◆ Records for the task
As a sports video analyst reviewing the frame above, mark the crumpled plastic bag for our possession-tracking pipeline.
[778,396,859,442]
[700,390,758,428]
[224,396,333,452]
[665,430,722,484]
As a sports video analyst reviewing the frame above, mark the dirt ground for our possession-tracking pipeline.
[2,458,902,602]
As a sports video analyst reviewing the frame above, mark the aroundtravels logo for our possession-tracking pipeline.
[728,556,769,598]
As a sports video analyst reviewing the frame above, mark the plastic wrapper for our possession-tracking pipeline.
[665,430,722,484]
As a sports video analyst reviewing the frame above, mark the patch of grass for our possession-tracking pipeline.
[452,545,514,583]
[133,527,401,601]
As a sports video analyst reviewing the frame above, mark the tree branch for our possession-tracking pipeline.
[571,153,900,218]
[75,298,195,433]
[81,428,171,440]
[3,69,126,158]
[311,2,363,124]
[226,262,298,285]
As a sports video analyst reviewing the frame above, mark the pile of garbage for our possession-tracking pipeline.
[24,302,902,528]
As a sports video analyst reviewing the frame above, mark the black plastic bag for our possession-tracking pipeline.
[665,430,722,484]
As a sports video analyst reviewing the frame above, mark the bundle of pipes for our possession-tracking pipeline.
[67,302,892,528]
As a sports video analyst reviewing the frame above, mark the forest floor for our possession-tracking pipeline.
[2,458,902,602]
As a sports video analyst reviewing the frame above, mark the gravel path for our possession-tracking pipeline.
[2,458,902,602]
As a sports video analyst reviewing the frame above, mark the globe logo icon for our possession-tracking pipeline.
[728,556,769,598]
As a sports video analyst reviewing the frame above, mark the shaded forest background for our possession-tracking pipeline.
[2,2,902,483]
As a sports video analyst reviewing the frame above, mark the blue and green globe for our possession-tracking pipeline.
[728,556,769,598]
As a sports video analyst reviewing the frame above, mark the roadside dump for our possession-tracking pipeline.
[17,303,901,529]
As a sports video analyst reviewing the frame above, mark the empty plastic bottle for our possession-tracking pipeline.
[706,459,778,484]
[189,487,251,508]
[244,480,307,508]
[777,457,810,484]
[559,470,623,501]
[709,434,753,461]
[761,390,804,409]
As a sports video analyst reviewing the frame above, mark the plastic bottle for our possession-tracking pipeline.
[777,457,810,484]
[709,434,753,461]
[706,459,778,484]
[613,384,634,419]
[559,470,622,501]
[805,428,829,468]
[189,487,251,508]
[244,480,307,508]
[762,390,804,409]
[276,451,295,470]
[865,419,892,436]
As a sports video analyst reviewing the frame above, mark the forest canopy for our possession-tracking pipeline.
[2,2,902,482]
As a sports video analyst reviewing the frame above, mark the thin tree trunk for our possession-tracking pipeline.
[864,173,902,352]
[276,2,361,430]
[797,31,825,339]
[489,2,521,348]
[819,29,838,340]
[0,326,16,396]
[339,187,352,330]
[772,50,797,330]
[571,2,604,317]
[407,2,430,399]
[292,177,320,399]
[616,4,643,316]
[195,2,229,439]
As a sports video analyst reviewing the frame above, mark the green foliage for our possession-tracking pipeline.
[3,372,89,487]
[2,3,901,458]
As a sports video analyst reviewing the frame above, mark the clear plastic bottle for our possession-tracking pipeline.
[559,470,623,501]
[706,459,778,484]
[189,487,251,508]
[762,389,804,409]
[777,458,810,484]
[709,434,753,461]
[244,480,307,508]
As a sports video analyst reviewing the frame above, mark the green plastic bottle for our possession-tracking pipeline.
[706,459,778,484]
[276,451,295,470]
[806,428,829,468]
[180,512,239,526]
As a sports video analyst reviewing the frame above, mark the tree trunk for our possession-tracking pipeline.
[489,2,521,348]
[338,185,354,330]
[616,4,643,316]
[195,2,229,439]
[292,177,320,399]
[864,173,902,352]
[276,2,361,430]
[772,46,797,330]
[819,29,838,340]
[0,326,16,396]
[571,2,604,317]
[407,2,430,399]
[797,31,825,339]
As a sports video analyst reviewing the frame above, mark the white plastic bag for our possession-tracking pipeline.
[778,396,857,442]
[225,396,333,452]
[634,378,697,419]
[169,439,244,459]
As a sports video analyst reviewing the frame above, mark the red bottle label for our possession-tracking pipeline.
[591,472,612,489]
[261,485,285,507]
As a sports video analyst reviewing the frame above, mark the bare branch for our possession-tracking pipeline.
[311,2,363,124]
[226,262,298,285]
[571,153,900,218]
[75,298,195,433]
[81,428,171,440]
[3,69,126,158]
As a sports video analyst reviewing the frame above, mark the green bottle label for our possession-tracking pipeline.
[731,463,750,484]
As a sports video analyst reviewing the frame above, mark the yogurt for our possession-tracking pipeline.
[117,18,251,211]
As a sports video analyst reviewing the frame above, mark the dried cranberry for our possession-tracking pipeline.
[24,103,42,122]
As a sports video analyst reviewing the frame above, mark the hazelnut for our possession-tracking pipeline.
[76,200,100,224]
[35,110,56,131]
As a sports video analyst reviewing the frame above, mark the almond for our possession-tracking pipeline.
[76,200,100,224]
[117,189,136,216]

--

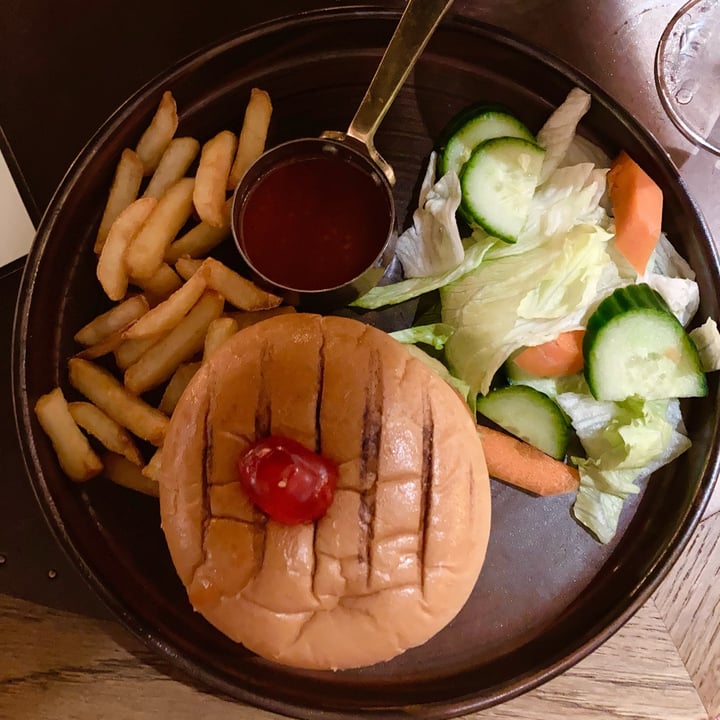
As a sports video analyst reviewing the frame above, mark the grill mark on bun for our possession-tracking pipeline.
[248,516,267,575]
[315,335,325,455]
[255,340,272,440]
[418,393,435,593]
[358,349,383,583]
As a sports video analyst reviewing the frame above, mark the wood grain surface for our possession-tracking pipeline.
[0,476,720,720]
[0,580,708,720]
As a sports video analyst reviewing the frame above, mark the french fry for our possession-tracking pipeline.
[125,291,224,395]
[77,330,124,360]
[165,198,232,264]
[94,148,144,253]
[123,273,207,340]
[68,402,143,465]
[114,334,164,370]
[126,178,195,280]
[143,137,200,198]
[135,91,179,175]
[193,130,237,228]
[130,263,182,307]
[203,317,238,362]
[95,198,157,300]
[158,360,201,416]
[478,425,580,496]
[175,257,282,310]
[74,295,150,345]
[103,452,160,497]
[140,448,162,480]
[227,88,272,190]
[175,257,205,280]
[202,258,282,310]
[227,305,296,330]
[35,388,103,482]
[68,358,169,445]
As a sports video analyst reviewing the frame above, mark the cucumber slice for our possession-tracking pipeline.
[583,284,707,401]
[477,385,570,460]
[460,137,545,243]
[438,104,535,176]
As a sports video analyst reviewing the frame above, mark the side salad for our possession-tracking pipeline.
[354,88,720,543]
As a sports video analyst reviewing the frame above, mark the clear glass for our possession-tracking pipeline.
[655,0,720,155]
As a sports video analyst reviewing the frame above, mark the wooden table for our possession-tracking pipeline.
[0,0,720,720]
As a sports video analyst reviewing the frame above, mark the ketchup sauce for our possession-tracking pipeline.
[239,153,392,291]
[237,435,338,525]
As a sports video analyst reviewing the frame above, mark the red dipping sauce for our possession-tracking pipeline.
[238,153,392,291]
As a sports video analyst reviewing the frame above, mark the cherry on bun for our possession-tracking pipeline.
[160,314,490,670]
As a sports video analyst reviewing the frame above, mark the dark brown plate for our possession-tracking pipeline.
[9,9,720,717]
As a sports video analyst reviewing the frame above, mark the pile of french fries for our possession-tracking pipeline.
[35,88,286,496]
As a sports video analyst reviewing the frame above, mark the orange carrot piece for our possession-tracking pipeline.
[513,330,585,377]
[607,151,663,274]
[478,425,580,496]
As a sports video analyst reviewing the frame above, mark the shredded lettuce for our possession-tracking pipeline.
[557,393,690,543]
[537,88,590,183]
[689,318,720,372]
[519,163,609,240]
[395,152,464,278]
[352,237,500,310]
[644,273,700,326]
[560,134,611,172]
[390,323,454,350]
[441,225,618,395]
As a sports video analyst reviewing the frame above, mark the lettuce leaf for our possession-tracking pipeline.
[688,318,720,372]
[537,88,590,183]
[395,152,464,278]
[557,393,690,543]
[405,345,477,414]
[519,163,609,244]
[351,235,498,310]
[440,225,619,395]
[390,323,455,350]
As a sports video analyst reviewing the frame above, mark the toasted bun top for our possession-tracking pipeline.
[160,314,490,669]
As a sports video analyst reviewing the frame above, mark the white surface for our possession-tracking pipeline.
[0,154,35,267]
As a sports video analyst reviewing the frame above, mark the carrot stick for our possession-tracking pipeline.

◆ Goal of the exercise
Pull out the lines of the listing verbatim, from the line containing "cranberry for our possession-tracking pipeline." up to and including the line containing "[35,110,56,131]".

◆ Task solution
As a sports video analyst reviewing the frame above, mark the dried cranberry for our possession-tracking pipeline.
[24,103,42,122]
As a sports video analyst reviewing the frame above, mark the hazelnut for our possession-tracking pipeline.
[76,200,100,224]
[35,110,56,131]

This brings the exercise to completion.